Sometimes there were casualties. This young male rufous collided with the patio door and never woke up. That was rare, however. A much greater danger was our landlady’s cat. There were flowers planted everywhere that drew them in, and the beast got one or two a day. I can still hear the crunching—flying potato chips, I called them. There was constant carnage and eating all around. We fed flocks of birds out back that attracted three or four hawks at a time, though I never witnessed a successful kill. Once I saw a golden eagle swoop down into a field and snatch a prairie dog. Coyotes rested in the yard like domestic dogs. A bear broke into our landlady’s van. A rat stole a whole geranium plant and pulled it under the bed while I was watching! (That last bit’s in the book.)
Behold a few of our neighbors on San Cristobal Day, a yearly get-together at the community center in September. The folks above are listening to three local kids who’d started a band. The wind was blowing hard and cold but no one seemed to mind. One of the women in that picture is a published author now but moved on long ago. What a feeling this evokes. The strangeness and the losses, on so many different levels, for having left our lives and friends in Maryland and the things we’ve seen along the way. The horrors and the wonders, all the people who have died. Maybe “home” is actually the journey, not the place you pull the covers up around your neck.
This was and is the closest grocery store. Someone else must own it now, but the place looks just the same. A taciturn abuelita used to sit at a card table at one end reading magazines. There was a long counter with a few stools where you could sit and drink a Coke. (I never did.) Aside from racks of candy bars and snacks up front, there were actual food items on the shelves behind the counter. No produce, nothing frozen, only cans and boxes. Those you had to ask for, and the proprietress would get up from her table, shuffle behind the counter, and take down what you wanted. I remember once we needed sugar. I leaned across the counter and peered: along the top shelf were two bags and a box, each of them different brands all thick with dust, that had to have been up there for a long, long time. Sugar doesn’t spoil, I reassured myself, and bought the largest one she had. When I visited again a few weeks later, there still were just the other two.

■ ■ ■ ■ ■

_Exercise_: Carry the reminiscence about the wildlife, neighbors, and grocery store onward from its last sentence, keeping its voice and first-person past tense. The lines that come next are drawn from a separate source.

Image-grounded pointing data:
■ ■ ■ ■ ■

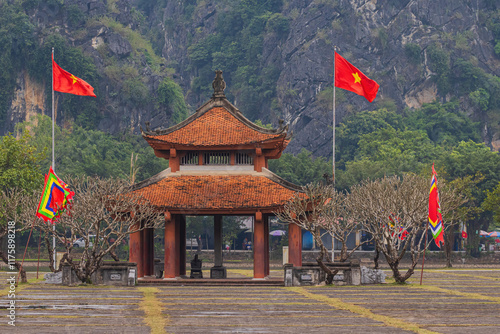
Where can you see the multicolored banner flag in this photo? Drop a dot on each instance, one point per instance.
(435, 217)
(350, 78)
(55, 197)
(66, 82)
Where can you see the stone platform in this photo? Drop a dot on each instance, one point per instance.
(212, 282)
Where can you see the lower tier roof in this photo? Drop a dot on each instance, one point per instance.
(196, 192)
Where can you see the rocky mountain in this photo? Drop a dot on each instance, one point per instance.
(277, 58)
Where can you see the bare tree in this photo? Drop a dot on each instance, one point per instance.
(395, 211)
(19, 207)
(103, 213)
(321, 209)
(453, 196)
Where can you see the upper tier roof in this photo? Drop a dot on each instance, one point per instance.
(216, 123)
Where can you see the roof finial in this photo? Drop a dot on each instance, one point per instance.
(219, 85)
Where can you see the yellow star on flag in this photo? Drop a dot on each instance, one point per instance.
(75, 79)
(356, 77)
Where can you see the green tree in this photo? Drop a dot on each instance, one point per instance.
(19, 166)
(354, 126)
(302, 168)
(170, 97)
(444, 123)
(471, 159)
(492, 203)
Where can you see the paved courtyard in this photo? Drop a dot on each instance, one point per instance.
(450, 301)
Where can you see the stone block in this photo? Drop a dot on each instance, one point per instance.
(218, 272)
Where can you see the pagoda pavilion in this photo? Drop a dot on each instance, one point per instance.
(217, 166)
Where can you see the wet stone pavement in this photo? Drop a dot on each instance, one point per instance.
(449, 301)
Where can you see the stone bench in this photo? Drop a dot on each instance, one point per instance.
(310, 273)
(110, 273)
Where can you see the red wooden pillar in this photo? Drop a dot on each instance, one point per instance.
(171, 268)
(147, 236)
(182, 268)
(266, 243)
(135, 249)
(259, 249)
(294, 245)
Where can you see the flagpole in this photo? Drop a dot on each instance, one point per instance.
(53, 161)
(333, 146)
(425, 248)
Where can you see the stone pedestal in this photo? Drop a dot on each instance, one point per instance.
(218, 272)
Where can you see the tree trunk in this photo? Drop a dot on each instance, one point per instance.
(114, 256)
(328, 272)
(17, 265)
(377, 255)
(51, 254)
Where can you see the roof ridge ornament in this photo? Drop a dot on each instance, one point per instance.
(219, 85)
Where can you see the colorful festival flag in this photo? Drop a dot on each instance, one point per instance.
(435, 217)
(66, 82)
(350, 78)
(55, 197)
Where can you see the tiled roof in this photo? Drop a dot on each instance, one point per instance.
(216, 192)
(215, 127)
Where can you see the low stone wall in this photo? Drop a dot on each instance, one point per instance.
(349, 273)
(112, 273)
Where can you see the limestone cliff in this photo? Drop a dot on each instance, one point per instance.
(393, 42)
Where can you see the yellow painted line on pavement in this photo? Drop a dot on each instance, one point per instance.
(244, 272)
(339, 304)
(456, 293)
(469, 275)
(152, 308)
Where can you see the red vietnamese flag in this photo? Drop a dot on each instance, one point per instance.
(66, 82)
(350, 78)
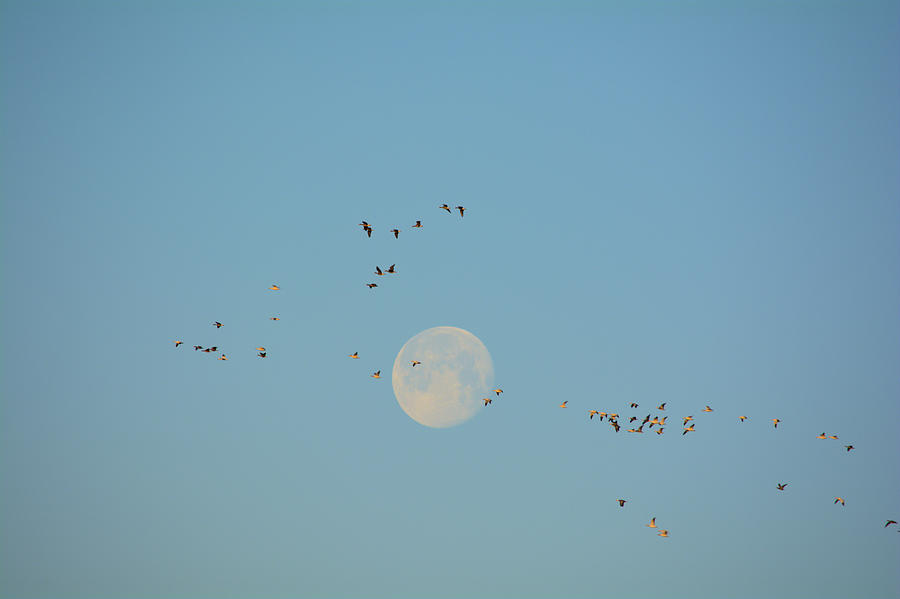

■ ■ ■ ■ ■

_Task result_:
Across the road from the store was a modest herd of scruffy cattle like I’d never seen before. One day I asked our landlady, “What kind of cows are those down the road a ways?” “Those are the cows,” she said, “descendants of the original ones that came with the conquistadors 400 years ago.” Living museum pieces, then. That explains a bunch, like weaving old chrome bumpers into fences or putting tires on the roof.
The post office above where Ricky welcomed us is gone, reverted to an extension of the Medina house where his postmistress wife Winda would go for lunch by walking down the hall. (The old community center where we celebrated San Cristobal Day is now the new post office.) To get to this place from the adobe cottage was a longish walk past every kind of craziness and glory. The cottage is long gone, ruined by rich idiots from Texas, but the mountains are still there.